Object point labels:

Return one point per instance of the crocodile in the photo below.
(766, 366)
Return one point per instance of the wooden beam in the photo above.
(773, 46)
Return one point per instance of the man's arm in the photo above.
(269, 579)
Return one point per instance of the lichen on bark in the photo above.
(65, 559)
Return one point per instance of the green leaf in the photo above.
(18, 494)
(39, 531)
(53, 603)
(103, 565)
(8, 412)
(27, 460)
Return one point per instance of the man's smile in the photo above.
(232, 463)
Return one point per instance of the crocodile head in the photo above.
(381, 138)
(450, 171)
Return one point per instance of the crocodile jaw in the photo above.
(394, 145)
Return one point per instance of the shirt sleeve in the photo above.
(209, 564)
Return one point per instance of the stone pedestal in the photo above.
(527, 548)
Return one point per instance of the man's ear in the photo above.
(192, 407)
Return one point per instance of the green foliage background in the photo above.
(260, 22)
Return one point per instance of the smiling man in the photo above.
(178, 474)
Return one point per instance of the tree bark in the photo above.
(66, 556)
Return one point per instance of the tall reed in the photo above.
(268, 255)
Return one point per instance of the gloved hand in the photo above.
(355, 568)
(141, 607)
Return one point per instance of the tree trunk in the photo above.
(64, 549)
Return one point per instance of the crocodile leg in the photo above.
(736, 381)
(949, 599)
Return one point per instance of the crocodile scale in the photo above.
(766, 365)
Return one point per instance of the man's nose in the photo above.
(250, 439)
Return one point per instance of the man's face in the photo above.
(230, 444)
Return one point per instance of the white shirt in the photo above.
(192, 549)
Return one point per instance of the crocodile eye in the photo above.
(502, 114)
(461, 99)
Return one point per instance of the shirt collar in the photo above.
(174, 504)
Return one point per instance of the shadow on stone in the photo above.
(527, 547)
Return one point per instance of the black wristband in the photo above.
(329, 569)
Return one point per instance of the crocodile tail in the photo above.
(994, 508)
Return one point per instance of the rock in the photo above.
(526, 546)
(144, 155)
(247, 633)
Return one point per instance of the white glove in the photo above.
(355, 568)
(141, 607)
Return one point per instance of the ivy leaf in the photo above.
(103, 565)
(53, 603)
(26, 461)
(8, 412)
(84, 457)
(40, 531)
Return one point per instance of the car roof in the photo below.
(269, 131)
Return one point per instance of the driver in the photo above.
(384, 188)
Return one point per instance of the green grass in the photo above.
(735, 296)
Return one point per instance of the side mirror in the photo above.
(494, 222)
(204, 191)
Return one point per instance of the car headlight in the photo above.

▶ TASK BRIEF
Return the entries above exactly as they appear.

▶ EXERCISE RESULT
Return one point per instance of the crocodile in the photo below.
(766, 366)
Return one point per instance of the wooden beam in the photo above.
(773, 46)
Return one point per instance of the man's arm in the photo above.
(269, 579)
Return one point per instance of the lichen on bark in the photo above.
(65, 559)
Return one point per instance of the green leaf in the photo above.
(18, 494)
(39, 531)
(53, 603)
(103, 565)
(8, 412)
(27, 460)
Return one point per instance of the man's smile in the photo above.
(232, 463)
Return one point per instance of the crocodile head in the photo above.
(381, 138)
(450, 171)
Return one point per instance of the crocodile jaw in the photo above.
(394, 145)
Return one point per instance of the shirt sleeve in the photo above.
(209, 564)
Return one point per instance of the stone pedestal in the photo above.
(527, 548)
Return one point per instance of the man's ear in the photo above.
(192, 407)
Return one point per instance of the green foliage background in the photo above.
(260, 22)
Return one point per instance of the smiling man in the photo above.
(178, 474)
Return one point per instance of the tree bark in the photo above.
(66, 556)
Return one point per instance of the tall reed in the photo above.
(268, 255)
Return one point per instance of the gloved hand in the photo above.
(355, 568)
(141, 607)
Return one point per instance of the tree trunk in the photo above.
(64, 549)
Return one point per instance of the crocodile leg in the photo above.
(736, 381)
(949, 599)
Return one point per instance of the crocodile scale in the photo above.
(766, 365)
Return one point per instance of the man's nose in the photo above.
(250, 439)
Return one point per instance of the man's face in the photo above.
(230, 444)
Return one point per instance of the white shirt in the photo above.
(192, 549)
Return one point per instance of the crocodile eye in the photo above.
(502, 114)
(461, 99)
Return one point per instance of the shirt collar in the photo above.
(174, 504)
Return one point per instance of the shadow on stone in the photo above.
(527, 547)
Return one point per instance of the black wristband in the photo above.
(329, 569)
Return one point per instance of the crocodile tail in the photo above.
(994, 508)
Return one point per instance of the rock in the photo above.
(526, 546)
(144, 155)
(247, 633)
Return one point per instance of the white glove in the photo above.
(355, 568)
(141, 607)
Return one point per instance of the ivy leaf in the photo above.
(103, 565)
(53, 603)
(26, 461)
(8, 412)
(84, 457)
(40, 531)
Return one point per instance of the car roof in the photo below.
(269, 131)
Return one point per instance of the driver in the photo above.
(384, 188)
Return one point per instance of the green grass in the photo above.
(735, 296)
Return one point per instance of the side mirror in the photo above.
(494, 222)
(204, 191)
Return one point per instance of the car headlight in the photo above.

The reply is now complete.